What lines of the material below hold the string "TARGET"? Copy them out.

··· Data for analysis ···

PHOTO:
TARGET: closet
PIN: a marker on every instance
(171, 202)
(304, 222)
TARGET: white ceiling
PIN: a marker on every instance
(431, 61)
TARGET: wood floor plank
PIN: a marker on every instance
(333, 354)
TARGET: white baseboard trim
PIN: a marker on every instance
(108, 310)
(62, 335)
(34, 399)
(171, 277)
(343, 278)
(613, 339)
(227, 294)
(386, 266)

···
··· Data for analysis ···

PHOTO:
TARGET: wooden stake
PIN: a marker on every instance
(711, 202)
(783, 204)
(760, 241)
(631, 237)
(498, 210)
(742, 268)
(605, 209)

···

◆ Response to the task ◆
TARGET: closet
TARGET: white ceiling
TARGET: wood floor plank
TARGET: white baseboard trim
TARGET: wooden stake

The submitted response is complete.